%%

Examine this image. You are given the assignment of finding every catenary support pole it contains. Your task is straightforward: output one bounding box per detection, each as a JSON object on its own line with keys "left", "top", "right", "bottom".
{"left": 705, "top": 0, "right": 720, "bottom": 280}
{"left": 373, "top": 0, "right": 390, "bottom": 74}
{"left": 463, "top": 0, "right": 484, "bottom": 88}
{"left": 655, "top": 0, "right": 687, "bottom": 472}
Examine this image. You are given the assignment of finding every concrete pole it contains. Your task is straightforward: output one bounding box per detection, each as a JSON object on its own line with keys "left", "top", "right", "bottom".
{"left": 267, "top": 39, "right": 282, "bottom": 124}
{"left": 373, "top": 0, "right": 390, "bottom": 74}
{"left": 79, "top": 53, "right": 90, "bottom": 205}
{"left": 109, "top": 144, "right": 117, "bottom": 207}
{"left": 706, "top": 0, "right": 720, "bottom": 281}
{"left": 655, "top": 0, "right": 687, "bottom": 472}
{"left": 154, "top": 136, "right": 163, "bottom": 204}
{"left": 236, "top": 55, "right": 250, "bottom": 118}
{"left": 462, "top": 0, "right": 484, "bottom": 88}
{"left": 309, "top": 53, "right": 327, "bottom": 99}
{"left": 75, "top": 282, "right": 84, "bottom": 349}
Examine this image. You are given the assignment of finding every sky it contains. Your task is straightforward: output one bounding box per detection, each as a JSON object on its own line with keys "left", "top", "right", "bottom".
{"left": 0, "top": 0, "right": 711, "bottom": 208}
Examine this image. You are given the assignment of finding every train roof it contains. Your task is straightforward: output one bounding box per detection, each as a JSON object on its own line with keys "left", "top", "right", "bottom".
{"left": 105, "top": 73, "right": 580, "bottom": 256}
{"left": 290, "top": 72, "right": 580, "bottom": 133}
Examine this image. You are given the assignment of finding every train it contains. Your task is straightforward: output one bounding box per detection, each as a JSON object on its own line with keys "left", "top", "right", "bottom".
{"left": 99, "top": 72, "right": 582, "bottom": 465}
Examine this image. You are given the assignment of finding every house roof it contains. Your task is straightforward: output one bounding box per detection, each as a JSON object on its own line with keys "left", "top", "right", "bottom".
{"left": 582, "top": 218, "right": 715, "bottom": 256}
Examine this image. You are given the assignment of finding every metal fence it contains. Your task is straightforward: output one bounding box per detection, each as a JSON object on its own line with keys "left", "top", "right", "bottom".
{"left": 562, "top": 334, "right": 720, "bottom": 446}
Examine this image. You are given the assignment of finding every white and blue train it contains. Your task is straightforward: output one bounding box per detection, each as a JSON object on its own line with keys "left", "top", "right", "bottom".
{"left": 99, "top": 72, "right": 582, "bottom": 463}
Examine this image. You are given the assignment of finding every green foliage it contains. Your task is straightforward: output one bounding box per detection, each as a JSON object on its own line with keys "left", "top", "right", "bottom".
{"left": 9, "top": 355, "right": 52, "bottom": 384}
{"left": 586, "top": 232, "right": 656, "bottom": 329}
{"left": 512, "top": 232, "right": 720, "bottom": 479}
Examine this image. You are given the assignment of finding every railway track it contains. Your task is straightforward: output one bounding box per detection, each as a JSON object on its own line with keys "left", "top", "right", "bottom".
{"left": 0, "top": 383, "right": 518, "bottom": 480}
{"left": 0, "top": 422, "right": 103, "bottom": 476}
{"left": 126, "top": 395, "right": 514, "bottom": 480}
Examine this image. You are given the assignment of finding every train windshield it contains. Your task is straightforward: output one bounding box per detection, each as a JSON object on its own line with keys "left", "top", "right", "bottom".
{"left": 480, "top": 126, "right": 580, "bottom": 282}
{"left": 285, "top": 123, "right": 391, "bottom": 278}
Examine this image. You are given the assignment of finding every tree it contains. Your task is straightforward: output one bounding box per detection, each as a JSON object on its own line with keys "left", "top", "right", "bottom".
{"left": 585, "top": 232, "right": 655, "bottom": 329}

%%

* [WHAT TO DO] Your reply should be every line of the material, transcribed exactly.

* [EXERCISE RESULT]
Examine this image. You are given the assignment of finding every catenary support pole it contains. Your task is straightforward: output one bounding box per detection, each as a JSON object on its own line with keys "left", "top", "right", "bottom".
{"left": 705, "top": 0, "right": 720, "bottom": 280}
{"left": 373, "top": 0, "right": 390, "bottom": 74}
{"left": 463, "top": 0, "right": 484, "bottom": 88}
{"left": 655, "top": 0, "right": 687, "bottom": 472}
Examine this image. You are given the assignment of finding every concrete pole it contains. Your task is straightforward: output one bounding box per detection, each as a JSON object on its own line with keys "left", "top", "right", "bottom".
{"left": 267, "top": 39, "right": 282, "bottom": 124}
{"left": 373, "top": 0, "right": 390, "bottom": 74}
{"left": 79, "top": 53, "right": 90, "bottom": 205}
{"left": 109, "top": 144, "right": 117, "bottom": 207}
{"left": 706, "top": 0, "right": 720, "bottom": 281}
{"left": 655, "top": 0, "right": 687, "bottom": 472}
{"left": 154, "top": 136, "right": 163, "bottom": 204}
{"left": 236, "top": 55, "right": 250, "bottom": 118}
{"left": 462, "top": 0, "right": 484, "bottom": 88}
{"left": 309, "top": 53, "right": 327, "bottom": 99}
{"left": 75, "top": 282, "right": 84, "bottom": 349}
Examine this image. You are given the assignment of finding every sky it contains. Your task is straightforward: output one bounding box per detection, each as a JSON object on its own line with keys "left", "top", "right", "bottom".
{"left": 0, "top": 0, "right": 711, "bottom": 208}
Examine this image. You are given the assignment of finding every train roof it contains. Your task is straightforward: output one bounding box per detection, each as a JSON object on its own line with keys "left", "top", "right", "bottom".
{"left": 105, "top": 73, "right": 580, "bottom": 256}
{"left": 290, "top": 72, "right": 580, "bottom": 133}
Examine this image. You are given the assignment of finding every train it contains. Your task is straightforward: output one bounding box per detection, each as a JSON object on its own line with keys "left", "top", "right", "bottom".
{"left": 99, "top": 72, "right": 582, "bottom": 465}
Examine this image. You are given the assignment of finding every house roof it contains. Your task is straightforward: output one bounding box per detection, each as a JSON object on its own line with keys "left", "top", "right", "bottom".
{"left": 582, "top": 218, "right": 715, "bottom": 256}
Examine this image. You are given the assignment of finding every metal fence it contains. Your task is straightforward: output one bounding box per detection, each as a JSON object on its own line with keys "left", "top", "right", "bottom".
{"left": 562, "top": 334, "right": 720, "bottom": 446}
Examine this image. You are given the assignment of finding every white and blue train it contains. Your task is straightforward: output one bounding box per detection, each as a JSON object on its own line with keys "left", "top", "right", "bottom".
{"left": 99, "top": 72, "right": 582, "bottom": 463}
Examine this image. You are given the assignment of finding every green foliage it contains. Your task is straightforward: output one bounding box per detection, each as a JSON object on its own line with keys "left", "top", "right", "bottom".
{"left": 9, "top": 355, "right": 52, "bottom": 384}
{"left": 586, "top": 232, "right": 656, "bottom": 329}
{"left": 512, "top": 232, "right": 720, "bottom": 479}
Examine this image. You are given the assignment of finding every railway track it contains. Your task is straightforward: output one bounding box per detection, each as a JSON object on its own line with keys "left", "top", "right", "bottom".
{"left": 0, "top": 383, "right": 518, "bottom": 480}
{"left": 0, "top": 422, "right": 103, "bottom": 476}
{"left": 126, "top": 395, "right": 514, "bottom": 480}
Examine this image. You are given the assignment of finding every train windshield it contains. Your task is straightforward: output one bounding box per detection, each as a JSON object on its own line with keys "left", "top", "right", "bottom".
{"left": 480, "top": 126, "right": 580, "bottom": 282}
{"left": 285, "top": 123, "right": 391, "bottom": 278}
Examine this image. You are given the assignment of finding every tree it contains. Your task is straightforward: output one bounding box per detection, each as a JSON object on its own line with keys "left", "top", "right", "bottom".
{"left": 585, "top": 232, "right": 655, "bottom": 329}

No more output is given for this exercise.